Exercise instructions:
A - In the book reviews below, what is the job of the woman at the center of Weather?
B - Extend the book reviews below, picking up after the last sentence shown.

(Beginning of Document extract)

And I get that you can’t portray Diana as the fascist she was in a cozy mystery, especially not when you need to have Louisa stay in her employ for four years. So I feel like she is given a bit of a pass, and that didn’t sit well. Honestly, this is going to be a bigger problem in the next volume, because Unity moves to Berlin and becomes Hitler’s friend – I don’t know how you get around who she was and still keep it a cozy mystery.

Anyway: The Mitford Scandal is a decent cozy mystery, but do be aware of the white supremacist character being toned down for your consumption.

Weather by Jenny Offill

There is not much plot in Weather, by Jenny Offill, and that is to its credit. Plot would get in the way of the point, which is the day-to-day life of a librarian and mother of a small child in New York City who is increasingly worried about climate change. This book is full of hilarity, to wit (about a problem patron): “But how to categorize this elderly gentleman who keeps asking me to give him the password to his own email?” Reader, I laughed out loud.

Her brother is an addict who gets sober, finds someone to fall in love with, gets married, has a baby, freaks out, relapses, and gets a divorce. Towards the end of the book, she may or may not have an affair, her prepper tendencies get stronger. Her son gets a couple of years older, the dog needs to be walked. Somehow, this all results in us asking the question: how do we care for each other and how do we care for the world?

The language is lovely and wonderful, and if you told me that the author was a poet I’d believe you.

I’m also going to say that this is kind of a book about the end of the world, given that climate change features in it. Given that, is it a good book to read during the time of corona? I think it is.

Weather: highly recommended

Sunday Shorts

Palaces for the People

Palaces for the People is about the institutions that help a community come together and survive: libraries, pools, parks, gardens, and schools. These are all places that people can exist and be safe and get to know each other. When you can meet and discuss and not have to pay to do it. I work in a library and, as long as you’re not largely disruptive to other people or doing anything obviously illegal, we’re happy to have you.

(End of Document extract)
(Beginning of Information given)

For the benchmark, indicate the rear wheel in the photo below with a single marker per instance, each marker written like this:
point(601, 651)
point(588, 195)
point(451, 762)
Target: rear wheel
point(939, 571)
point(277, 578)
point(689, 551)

(End of Information given)

Responses by item number:
A - She is a librarian.

B -
We are, right now, in the middle of a pandemic and the racism that is pervasive in America is especially obvious. All of these institutions are closed and cannot help at the moment. I wish we could. I wish our library could be the place of respite and education that it is designed to be, that it should be. The lack of social infrastructure at the moment, at best, isn’t helping anything and may be actively hurting things. (Is it better for us to open and become a disease vector? What a terrible choice.)

If you are looking for a way forward, for examples of institutions that could help – help people find jobs, help people find community, help people learn more about the history of racism and possibly bring some optimism to you – Palaces for the People could be a building block.

Parisian Lives

I was so happy to see that Parisian Lives was a finalist for the Pulitzer Prize. I really enjoyed this book, to the point that I now want to read her biographies, so I was glad to see it get recognized.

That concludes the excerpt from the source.